◆ Instruction
Transcribe every line of the data below without alteration, leaving out the pictures.
Stored data below:
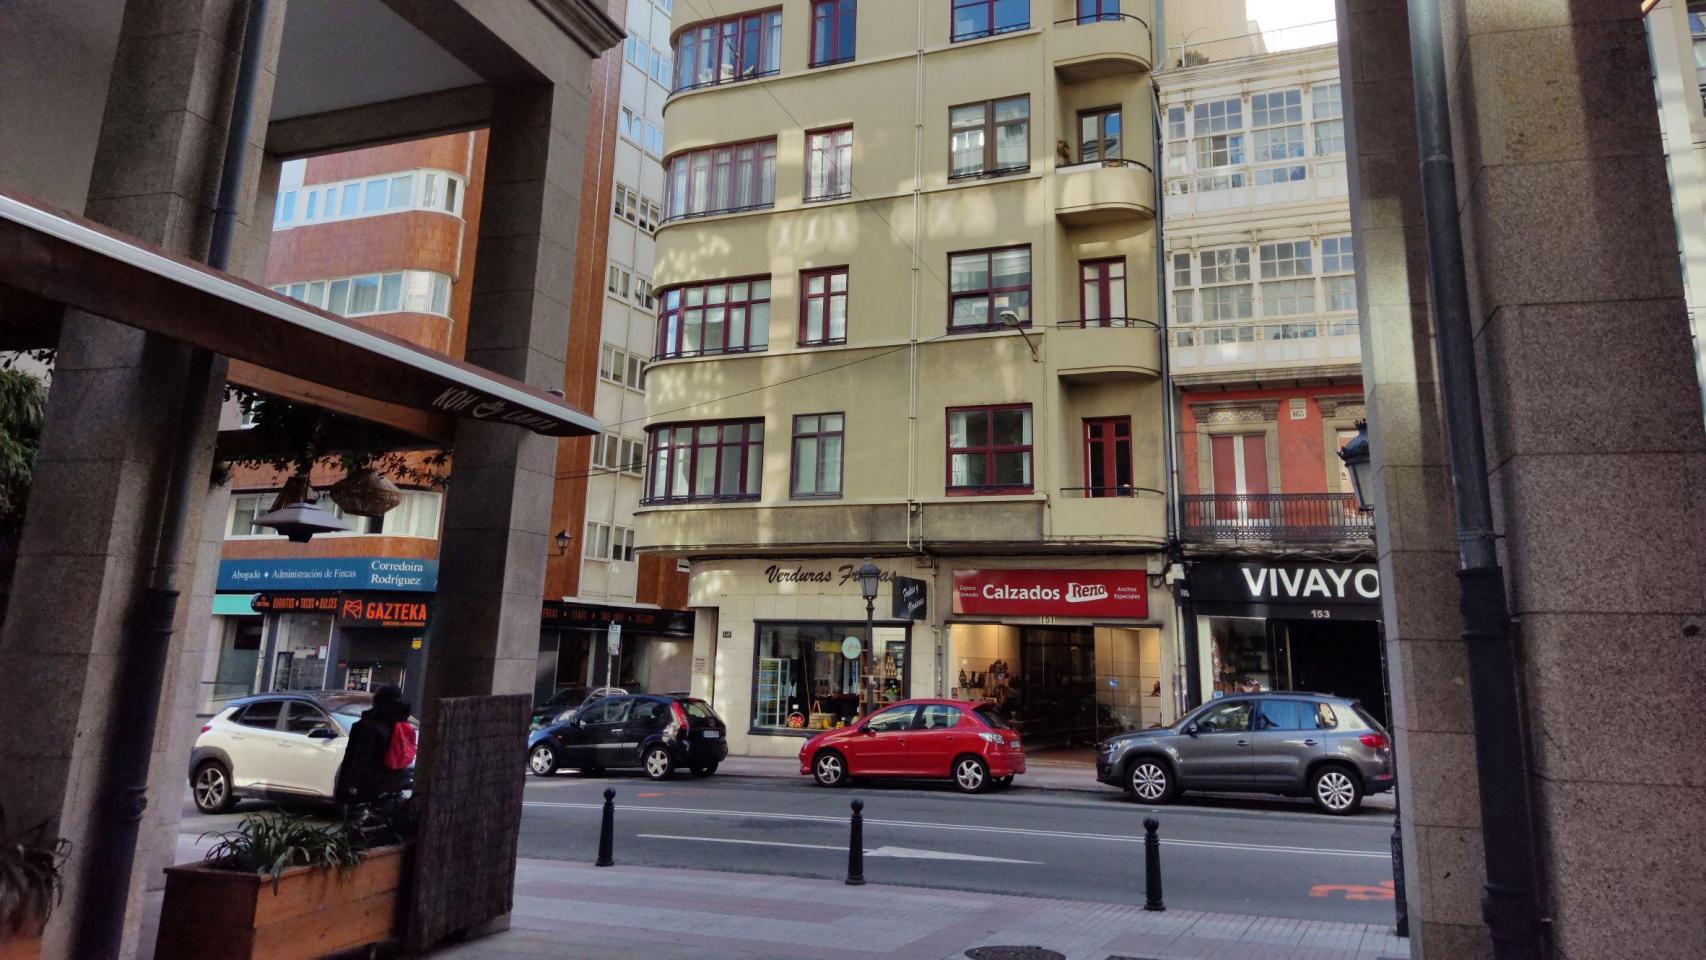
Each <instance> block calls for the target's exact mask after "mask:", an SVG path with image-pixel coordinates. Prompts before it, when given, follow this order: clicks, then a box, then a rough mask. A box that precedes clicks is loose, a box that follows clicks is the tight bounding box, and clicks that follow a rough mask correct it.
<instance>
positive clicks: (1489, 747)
mask: <svg viewBox="0 0 1706 960" xmlns="http://www.w3.org/2000/svg"><path fill="white" fill-rule="evenodd" d="M1409 43H1411V70H1413V72H1414V87H1416V140H1418V147H1419V153H1421V198H1423V211H1425V215H1426V225H1428V290H1430V293H1431V298H1433V329H1435V341H1436V344H1438V346H1436V350H1438V365H1440V402H1442V404H1443V411H1445V440H1447V455H1448V462H1450V469H1452V489H1454V493H1455V496H1454V503H1455V513H1457V541H1459V552H1460V566H1462V568H1460V570H1459V575H1457V576H1459V581H1460V597H1459V607H1460V610H1462V616H1464V646H1465V648H1467V655H1469V692H1471V704H1472V713H1474V735H1476V737H1474V740H1476V774H1477V781H1479V788H1481V791H1479V793H1481V842H1483V856H1484V861H1486V890H1484V895H1483V900H1481V909H1483V914H1484V917H1486V922H1488V929H1489V933H1491V938H1493V955H1494V957H1498V960H1537V958H1541V957H1544V955H1546V946H1544V934H1542V926H1541V905H1539V895H1537V887H1539V880H1537V875H1535V873H1537V870H1539V866H1537V863H1539V861H1537V858H1535V842H1534V818H1532V801H1530V796H1529V764H1527V754H1525V749H1523V733H1522V704H1520V703H1518V696H1517V658H1515V645H1513V639H1512V629H1510V612H1508V605H1506V597H1505V571H1503V570H1500V564H1498V551H1496V544H1494V532H1493V500H1491V496H1489V491H1488V471H1486V442H1484V438H1483V426H1481V384H1479V379H1477V375H1476V355H1474V336H1472V331H1471V317H1469V288H1467V278H1465V268H1464V239H1462V230H1460V225H1459V213H1460V210H1459V206H1457V179H1455V177H1457V174H1455V160H1454V153H1452V126H1450V101H1448V95H1447V82H1445V44H1443V39H1442V34H1440V3H1438V0H1409Z"/></svg>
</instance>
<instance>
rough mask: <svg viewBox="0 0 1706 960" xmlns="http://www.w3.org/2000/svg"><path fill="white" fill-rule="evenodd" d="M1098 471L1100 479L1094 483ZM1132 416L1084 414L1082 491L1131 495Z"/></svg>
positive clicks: (1095, 492) (1121, 495) (1132, 488)
mask: <svg viewBox="0 0 1706 960" xmlns="http://www.w3.org/2000/svg"><path fill="white" fill-rule="evenodd" d="M1097 471H1100V474H1102V476H1100V481H1102V483H1097ZM1121 474H1124V476H1121ZM1109 481H1112V483H1109ZM1131 493H1133V488H1131V418H1129V416H1087V418H1083V494H1085V496H1131Z"/></svg>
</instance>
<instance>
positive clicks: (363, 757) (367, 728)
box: [336, 684, 416, 807]
mask: <svg viewBox="0 0 1706 960" xmlns="http://www.w3.org/2000/svg"><path fill="white" fill-rule="evenodd" d="M415 740H416V733H415V725H413V723H409V704H408V701H404V699H403V691H401V689H399V687H396V685H389V684H387V685H384V687H379V691H377V692H374V706H370V708H367V709H365V711H363V713H362V720H357V721H355V726H353V728H350V743H348V745H346V747H345V750H343V762H341V764H339V766H338V783H336V789H338V803H341V805H345V807H357V805H368V803H374V801H375V800H379V798H380V796H384V795H387V793H399V791H401V789H404V786H406V784H408V767H409V764H413V762H415Z"/></svg>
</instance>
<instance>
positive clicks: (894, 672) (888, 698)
mask: <svg viewBox="0 0 1706 960" xmlns="http://www.w3.org/2000/svg"><path fill="white" fill-rule="evenodd" d="M873 633H875V638H870V636H867V633H865V624H853V622H848V624H839V622H759V624H757V645H756V648H754V663H752V728H754V732H763V733H771V732H786V730H802V732H805V730H829V728H831V726H843V725H848V723H853V721H855V720H856V718H860V716H865V714H870V713H873V711H877V709H880V708H884V706H887V704H891V703H896V701H902V699H906V697H908V696H911V684H909V677H908V668H906V665H908V662H909V660H911V658H909V656H908V653H909V646H911V645H909V641H908V634H906V629H904V627H884V626H879V627H877V629H875V631H873Z"/></svg>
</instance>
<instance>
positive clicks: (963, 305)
mask: <svg viewBox="0 0 1706 960" xmlns="http://www.w3.org/2000/svg"><path fill="white" fill-rule="evenodd" d="M1008 312H1012V314H1015V315H1018V326H1022V327H1029V326H1030V247H1003V249H996V251H971V252H964V254H949V333H966V331H991V329H1001V327H1003V324H1001V314H1008Z"/></svg>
End of Stored data.
◆ Task result
Each <instance> block calls for the target's exact mask after "mask:", an SVG path with image-pixel coordinates. Prompts before it, when given, follow this order: clicks, then a box, then a rough mask. A box that precedes clicks is loose, a box that follows clicks is the tight bounding box, and clicks that follow a rough mask correct it.
<instance>
positive clicks: (1489, 747)
mask: <svg viewBox="0 0 1706 960" xmlns="http://www.w3.org/2000/svg"><path fill="white" fill-rule="evenodd" d="M1409 43H1411V70H1413V72H1414V87H1416V140H1418V147H1419V153H1421V198H1423V211H1425V215H1426V225H1428V290H1430V293H1431V298H1433V329H1435V341H1436V344H1438V346H1436V350H1438V365H1440V402H1442V404H1443V411H1445V440H1447V455H1448V462H1450V469H1452V489H1454V493H1455V496H1454V503H1455V513H1457V541H1459V552H1460V566H1462V568H1460V570H1459V575H1457V576H1459V581H1460V597H1459V607H1460V610H1462V616H1464V646H1465V648H1467V655H1469V692H1471V704H1472V713H1474V735H1476V737H1474V740H1476V774H1477V781H1479V788H1481V791H1479V793H1481V842H1483V856H1484V861H1486V890H1484V895H1483V900H1481V909H1483V914H1484V917H1486V922H1488V929H1489V933H1491V938H1493V955H1494V957H1498V960H1537V958H1541V957H1544V955H1546V946H1544V934H1542V926H1541V905H1539V895H1537V887H1539V880H1537V875H1535V873H1537V870H1539V866H1537V863H1539V861H1537V858H1535V842H1534V818H1532V801H1530V796H1529V764H1527V754H1525V749H1523V733H1522V704H1520V703H1518V696H1517V658H1515V645H1513V639H1512V629H1510V612H1508V605H1506V597H1505V571H1503V570H1500V564H1498V551H1496V544H1494V532H1493V500H1491V496H1489V491H1488V471H1486V442H1484V438H1483V426H1481V384H1479V379H1477V375H1476V355H1474V336H1472V331H1471V317H1469V288H1467V278H1465V268H1464V239H1462V230H1460V225H1459V213H1460V210H1459V206H1457V179H1455V177H1457V174H1455V160H1454V153H1452V126H1450V101H1448V95H1447V82H1445V44H1443V39H1442V34H1440V3H1438V0H1409Z"/></svg>
</instance>
<instance>
rough mask: <svg viewBox="0 0 1706 960" xmlns="http://www.w3.org/2000/svg"><path fill="white" fill-rule="evenodd" d="M1098 471L1100 479L1094 483ZM1132 416L1084 414L1082 491L1131 495Z"/></svg>
positive clicks: (1095, 492) (1121, 495) (1132, 488)
mask: <svg viewBox="0 0 1706 960" xmlns="http://www.w3.org/2000/svg"><path fill="white" fill-rule="evenodd" d="M1097 471H1100V474H1102V476H1100V481H1102V483H1097ZM1121 474H1124V476H1121ZM1109 481H1112V483H1109ZM1131 493H1133V488H1131V418H1129V416H1087V418H1083V494H1085V496H1131Z"/></svg>
</instance>
<instance>
positive clicks: (363, 757) (367, 728)
box: [336, 684, 416, 807]
mask: <svg viewBox="0 0 1706 960" xmlns="http://www.w3.org/2000/svg"><path fill="white" fill-rule="evenodd" d="M415 740H416V733H415V725H413V723H409V704H408V701H404V699H403V691H401V689H399V687H396V685H389V684H387V685H384V687H379V691H377V692H374V706H370V708H367V709H365V711H363V713H362V720H357V721H355V726H353V728H350V743H348V745H346V747H345V750H343V762H341V764H339V766H338V783H336V789H338V803H341V805H345V807H357V805H368V803H374V801H375V800H379V798H380V796H384V795H387V793H399V791H401V789H404V786H406V784H408V767H409V764H413V762H415Z"/></svg>
</instance>
<instance>
positive clicks: (894, 672) (888, 698)
mask: <svg viewBox="0 0 1706 960" xmlns="http://www.w3.org/2000/svg"><path fill="white" fill-rule="evenodd" d="M873 633H875V638H870V636H867V633H865V624H853V622H848V624H839V622H759V624H757V645H756V648H754V663H752V728H754V732H763V733H771V732H786V730H802V732H805V730H829V728H831V726H843V725H848V723H853V721H855V720H856V718H860V716H865V714H870V713H873V711H877V709H880V708H884V706H887V704H891V703H896V701H902V699H906V697H908V696H911V684H909V677H908V668H906V665H908V662H909V660H911V658H909V656H908V653H909V646H911V645H909V641H908V634H906V629H904V627H884V626H879V627H877V629H875V631H873Z"/></svg>
</instance>
<instance>
positive clicks: (963, 305)
mask: <svg viewBox="0 0 1706 960" xmlns="http://www.w3.org/2000/svg"><path fill="white" fill-rule="evenodd" d="M1008 312H1012V314H1015V315H1018V326H1022V327H1029V326H1030V247H1003V249H996V251H971V252H964V254H949V333H966V331H991V329H1001V327H1003V324H1001V314H1008Z"/></svg>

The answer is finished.